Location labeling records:
········
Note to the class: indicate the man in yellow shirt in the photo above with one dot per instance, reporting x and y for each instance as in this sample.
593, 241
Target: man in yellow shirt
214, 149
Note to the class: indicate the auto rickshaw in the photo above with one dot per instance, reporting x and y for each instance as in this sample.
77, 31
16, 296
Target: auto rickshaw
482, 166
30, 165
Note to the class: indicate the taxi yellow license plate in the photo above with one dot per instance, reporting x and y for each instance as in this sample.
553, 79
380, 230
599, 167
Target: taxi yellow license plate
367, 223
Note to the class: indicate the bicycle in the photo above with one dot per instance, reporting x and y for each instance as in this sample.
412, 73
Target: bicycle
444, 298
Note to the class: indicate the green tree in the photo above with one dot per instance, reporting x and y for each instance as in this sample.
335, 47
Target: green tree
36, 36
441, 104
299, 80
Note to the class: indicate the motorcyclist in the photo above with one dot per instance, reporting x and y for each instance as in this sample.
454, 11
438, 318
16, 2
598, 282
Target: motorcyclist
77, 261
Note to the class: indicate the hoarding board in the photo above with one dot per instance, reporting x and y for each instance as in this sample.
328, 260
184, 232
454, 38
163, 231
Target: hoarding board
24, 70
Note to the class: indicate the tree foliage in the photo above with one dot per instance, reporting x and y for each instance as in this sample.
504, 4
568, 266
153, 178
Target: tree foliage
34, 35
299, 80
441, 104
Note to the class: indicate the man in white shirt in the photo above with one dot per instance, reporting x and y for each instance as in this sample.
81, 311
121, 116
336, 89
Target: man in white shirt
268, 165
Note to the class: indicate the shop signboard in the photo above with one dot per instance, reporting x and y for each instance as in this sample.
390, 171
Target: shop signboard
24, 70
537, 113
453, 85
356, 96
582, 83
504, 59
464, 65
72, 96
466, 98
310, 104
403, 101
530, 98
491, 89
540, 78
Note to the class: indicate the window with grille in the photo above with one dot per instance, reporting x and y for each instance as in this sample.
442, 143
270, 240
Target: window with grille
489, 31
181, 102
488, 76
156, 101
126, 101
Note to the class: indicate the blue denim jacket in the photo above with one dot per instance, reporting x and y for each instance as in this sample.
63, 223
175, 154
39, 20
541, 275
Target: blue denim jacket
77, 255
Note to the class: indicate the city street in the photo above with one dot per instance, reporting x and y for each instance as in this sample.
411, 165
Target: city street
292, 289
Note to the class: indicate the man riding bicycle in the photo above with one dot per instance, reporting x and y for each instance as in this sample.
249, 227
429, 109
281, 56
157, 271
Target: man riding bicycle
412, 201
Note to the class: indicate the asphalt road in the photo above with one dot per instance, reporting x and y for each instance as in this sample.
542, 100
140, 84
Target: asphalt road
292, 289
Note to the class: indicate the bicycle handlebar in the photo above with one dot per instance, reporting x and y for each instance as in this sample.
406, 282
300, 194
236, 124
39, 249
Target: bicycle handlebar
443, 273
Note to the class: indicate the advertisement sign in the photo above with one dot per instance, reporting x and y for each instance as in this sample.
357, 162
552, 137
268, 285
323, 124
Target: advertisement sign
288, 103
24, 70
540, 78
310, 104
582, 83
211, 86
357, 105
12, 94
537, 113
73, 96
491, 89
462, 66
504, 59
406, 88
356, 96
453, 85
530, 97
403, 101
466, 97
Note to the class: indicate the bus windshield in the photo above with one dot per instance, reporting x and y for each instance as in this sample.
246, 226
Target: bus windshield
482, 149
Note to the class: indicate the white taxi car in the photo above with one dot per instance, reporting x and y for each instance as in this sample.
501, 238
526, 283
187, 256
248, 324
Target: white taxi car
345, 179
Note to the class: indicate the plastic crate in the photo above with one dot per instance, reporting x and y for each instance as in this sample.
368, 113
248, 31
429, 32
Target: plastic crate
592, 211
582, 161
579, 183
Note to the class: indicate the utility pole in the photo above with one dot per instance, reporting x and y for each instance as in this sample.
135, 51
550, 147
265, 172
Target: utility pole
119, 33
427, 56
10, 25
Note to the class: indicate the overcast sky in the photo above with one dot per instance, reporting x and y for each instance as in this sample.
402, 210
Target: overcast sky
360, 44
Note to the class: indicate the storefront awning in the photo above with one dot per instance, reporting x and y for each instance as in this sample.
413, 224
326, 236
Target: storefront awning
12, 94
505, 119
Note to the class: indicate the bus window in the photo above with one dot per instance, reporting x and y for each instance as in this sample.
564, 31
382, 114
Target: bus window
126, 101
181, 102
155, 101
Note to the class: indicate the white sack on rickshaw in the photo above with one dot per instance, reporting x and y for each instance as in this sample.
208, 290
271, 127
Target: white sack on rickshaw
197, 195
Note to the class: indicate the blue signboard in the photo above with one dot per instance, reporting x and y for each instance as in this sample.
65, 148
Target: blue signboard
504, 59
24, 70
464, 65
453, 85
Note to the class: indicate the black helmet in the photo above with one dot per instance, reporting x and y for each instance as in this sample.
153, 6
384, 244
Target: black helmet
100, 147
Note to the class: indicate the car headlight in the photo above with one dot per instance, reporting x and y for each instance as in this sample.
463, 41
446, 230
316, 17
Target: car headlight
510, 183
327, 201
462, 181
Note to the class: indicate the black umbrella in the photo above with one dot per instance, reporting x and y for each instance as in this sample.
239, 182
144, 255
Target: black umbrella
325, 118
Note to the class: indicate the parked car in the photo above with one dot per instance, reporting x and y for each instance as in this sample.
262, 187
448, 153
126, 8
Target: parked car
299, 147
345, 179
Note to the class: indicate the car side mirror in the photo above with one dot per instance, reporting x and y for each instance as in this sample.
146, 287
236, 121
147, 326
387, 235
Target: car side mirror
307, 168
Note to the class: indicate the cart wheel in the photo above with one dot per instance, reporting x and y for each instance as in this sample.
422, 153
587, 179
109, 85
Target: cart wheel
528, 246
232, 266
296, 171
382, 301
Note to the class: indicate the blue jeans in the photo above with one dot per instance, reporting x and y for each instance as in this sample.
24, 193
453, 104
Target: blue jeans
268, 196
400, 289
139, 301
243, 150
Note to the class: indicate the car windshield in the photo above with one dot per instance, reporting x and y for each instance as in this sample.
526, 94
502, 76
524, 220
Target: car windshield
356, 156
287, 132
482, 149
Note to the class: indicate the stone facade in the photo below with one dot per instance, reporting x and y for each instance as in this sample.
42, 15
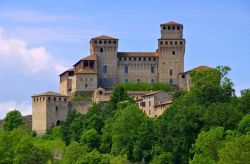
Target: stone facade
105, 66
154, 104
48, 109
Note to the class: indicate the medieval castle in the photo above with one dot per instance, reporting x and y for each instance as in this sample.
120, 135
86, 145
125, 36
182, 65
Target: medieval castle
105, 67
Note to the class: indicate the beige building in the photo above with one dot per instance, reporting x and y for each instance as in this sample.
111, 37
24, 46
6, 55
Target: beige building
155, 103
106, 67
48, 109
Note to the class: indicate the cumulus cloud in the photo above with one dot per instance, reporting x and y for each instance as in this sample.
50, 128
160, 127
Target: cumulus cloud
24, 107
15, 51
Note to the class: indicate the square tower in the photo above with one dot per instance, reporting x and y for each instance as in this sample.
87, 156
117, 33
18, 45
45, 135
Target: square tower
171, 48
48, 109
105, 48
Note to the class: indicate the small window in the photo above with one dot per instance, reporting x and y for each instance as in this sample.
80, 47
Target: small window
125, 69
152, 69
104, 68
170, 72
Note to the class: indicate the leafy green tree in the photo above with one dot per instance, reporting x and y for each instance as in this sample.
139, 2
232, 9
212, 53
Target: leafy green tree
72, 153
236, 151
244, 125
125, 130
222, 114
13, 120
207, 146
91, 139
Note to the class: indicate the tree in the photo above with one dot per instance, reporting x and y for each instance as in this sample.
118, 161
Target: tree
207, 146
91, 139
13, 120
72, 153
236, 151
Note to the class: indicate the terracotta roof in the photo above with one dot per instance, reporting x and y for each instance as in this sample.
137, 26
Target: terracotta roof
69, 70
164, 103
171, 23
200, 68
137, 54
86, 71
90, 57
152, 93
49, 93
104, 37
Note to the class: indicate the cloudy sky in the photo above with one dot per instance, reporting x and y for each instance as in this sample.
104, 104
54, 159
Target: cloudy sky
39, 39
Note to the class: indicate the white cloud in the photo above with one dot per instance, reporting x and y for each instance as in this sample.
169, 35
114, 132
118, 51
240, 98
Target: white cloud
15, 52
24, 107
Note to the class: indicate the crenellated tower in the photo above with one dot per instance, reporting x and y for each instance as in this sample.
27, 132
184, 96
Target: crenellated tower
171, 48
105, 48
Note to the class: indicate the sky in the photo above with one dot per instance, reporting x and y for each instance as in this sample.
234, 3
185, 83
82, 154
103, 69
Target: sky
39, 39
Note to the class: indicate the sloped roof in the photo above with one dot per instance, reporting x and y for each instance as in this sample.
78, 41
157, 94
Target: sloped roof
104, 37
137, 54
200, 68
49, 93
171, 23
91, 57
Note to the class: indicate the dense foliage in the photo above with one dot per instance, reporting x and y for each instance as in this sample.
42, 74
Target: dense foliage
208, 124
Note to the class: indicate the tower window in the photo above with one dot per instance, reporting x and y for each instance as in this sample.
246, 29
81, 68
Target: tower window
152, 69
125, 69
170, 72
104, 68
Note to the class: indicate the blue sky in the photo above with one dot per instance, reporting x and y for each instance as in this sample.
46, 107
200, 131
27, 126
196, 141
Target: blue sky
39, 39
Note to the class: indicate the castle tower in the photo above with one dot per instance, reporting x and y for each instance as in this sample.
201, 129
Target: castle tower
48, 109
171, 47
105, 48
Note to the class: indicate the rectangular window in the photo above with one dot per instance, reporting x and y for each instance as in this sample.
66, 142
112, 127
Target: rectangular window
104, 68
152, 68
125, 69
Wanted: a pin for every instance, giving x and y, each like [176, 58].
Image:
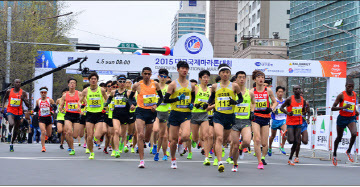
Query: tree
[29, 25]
········
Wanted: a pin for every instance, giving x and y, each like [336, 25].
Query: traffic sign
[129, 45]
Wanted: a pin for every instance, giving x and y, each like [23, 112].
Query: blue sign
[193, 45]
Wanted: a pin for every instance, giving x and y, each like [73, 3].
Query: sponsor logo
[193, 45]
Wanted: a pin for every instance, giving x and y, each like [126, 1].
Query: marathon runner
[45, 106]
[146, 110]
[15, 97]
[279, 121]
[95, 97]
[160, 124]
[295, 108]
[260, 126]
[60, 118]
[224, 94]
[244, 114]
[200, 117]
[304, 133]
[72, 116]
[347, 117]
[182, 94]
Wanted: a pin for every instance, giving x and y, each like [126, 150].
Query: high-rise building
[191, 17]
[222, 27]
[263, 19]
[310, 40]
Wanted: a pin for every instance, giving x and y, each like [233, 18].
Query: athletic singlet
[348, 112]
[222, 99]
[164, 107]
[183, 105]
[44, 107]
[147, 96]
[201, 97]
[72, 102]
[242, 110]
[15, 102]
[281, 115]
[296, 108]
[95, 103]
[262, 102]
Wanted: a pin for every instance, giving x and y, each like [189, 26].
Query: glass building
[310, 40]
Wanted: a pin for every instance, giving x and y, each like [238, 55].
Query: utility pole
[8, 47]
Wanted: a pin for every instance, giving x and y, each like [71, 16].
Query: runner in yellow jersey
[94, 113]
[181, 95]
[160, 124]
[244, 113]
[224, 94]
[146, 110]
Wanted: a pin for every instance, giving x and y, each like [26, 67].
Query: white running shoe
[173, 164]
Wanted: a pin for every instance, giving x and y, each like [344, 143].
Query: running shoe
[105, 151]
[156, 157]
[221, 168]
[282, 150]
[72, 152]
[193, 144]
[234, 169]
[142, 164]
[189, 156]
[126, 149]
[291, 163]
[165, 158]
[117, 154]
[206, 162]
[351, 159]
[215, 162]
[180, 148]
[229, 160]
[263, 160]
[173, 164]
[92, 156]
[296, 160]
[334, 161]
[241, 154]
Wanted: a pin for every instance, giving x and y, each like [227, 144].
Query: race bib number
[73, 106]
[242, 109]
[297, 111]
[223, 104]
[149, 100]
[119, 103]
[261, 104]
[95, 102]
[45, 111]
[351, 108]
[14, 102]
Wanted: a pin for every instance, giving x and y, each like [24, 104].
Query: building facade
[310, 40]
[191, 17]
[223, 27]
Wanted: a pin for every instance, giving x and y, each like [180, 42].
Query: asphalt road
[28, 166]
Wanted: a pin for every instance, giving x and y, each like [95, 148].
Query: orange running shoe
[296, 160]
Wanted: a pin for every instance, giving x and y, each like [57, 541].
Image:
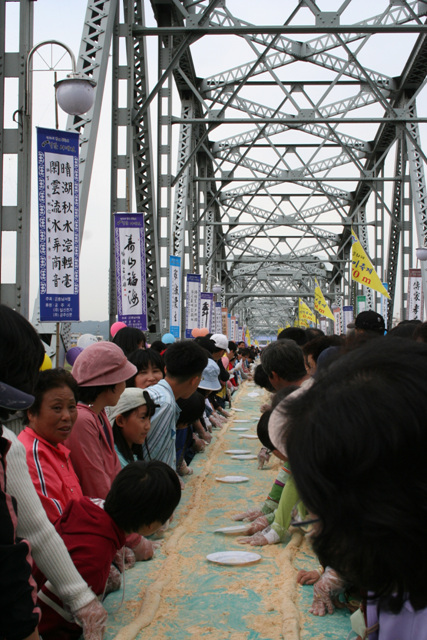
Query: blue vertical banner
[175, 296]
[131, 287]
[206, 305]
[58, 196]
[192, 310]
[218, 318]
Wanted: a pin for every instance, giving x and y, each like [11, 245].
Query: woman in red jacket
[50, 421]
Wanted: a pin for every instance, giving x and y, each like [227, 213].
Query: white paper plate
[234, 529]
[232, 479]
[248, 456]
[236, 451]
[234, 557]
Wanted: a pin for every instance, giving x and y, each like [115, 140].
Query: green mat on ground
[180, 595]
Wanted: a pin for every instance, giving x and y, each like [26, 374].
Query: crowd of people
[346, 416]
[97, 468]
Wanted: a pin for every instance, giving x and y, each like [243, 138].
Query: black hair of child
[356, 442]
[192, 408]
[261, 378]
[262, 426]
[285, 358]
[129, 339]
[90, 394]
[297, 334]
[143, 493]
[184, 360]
········
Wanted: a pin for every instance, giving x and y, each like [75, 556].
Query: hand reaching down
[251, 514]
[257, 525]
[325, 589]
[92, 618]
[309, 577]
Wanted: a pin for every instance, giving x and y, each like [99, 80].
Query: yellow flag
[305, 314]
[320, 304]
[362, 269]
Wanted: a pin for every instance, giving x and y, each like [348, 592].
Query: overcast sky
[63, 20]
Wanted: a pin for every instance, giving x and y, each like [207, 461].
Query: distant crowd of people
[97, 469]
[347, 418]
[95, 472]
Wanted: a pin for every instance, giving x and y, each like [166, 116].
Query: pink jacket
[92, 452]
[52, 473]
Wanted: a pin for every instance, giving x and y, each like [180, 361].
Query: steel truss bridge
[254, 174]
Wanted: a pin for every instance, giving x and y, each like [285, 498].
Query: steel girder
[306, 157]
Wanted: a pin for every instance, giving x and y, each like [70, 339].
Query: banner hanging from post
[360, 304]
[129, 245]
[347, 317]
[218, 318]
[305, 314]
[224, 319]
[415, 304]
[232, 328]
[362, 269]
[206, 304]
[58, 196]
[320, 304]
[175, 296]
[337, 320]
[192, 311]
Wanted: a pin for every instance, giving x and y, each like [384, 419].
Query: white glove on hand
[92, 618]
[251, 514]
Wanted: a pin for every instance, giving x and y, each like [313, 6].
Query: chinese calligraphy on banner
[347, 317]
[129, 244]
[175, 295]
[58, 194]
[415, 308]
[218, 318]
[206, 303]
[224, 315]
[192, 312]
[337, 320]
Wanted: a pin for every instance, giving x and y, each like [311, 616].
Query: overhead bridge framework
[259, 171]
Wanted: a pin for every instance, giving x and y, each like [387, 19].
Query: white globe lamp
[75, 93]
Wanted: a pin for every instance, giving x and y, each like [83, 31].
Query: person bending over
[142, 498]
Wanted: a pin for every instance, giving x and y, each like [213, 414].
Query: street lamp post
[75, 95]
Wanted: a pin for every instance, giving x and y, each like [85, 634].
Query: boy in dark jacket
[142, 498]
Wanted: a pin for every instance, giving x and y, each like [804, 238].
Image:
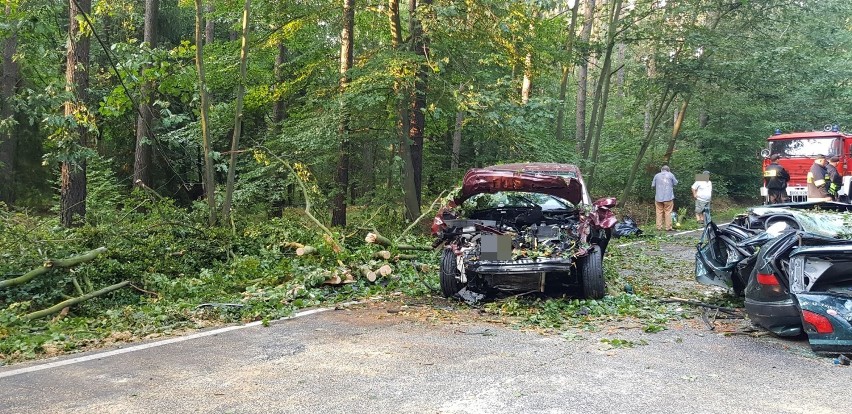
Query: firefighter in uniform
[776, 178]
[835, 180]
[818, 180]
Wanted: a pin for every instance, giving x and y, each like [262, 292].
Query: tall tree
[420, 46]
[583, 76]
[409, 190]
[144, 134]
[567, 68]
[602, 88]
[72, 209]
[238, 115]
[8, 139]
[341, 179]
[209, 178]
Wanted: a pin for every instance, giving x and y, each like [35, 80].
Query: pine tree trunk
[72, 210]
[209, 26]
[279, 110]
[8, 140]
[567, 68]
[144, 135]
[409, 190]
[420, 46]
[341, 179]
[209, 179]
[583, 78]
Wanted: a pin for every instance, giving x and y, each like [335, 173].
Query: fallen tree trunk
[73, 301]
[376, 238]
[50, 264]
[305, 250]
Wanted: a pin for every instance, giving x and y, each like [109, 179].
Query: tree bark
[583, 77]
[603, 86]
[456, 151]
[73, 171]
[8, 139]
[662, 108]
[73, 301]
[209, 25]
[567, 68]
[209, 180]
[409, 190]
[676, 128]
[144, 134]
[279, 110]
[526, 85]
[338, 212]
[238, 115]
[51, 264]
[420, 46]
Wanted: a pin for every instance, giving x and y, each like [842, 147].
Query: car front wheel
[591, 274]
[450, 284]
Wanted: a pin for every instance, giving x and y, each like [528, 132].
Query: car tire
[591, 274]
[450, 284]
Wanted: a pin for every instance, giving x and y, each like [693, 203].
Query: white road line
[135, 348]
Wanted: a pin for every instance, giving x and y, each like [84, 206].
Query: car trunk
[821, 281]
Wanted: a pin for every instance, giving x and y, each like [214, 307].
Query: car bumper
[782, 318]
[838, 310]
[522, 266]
········
== WHAT TO PRODUCE ==
Select every line in the items above that contains the string "motorcyclist", matching case, and copy each of those lines out.

== RESULT BELOW ==
Note to the class: indicate the motorcyclist in the photo above with one dot per instance, reporting x and y for each instance as in this sample.
Target: motorcyclist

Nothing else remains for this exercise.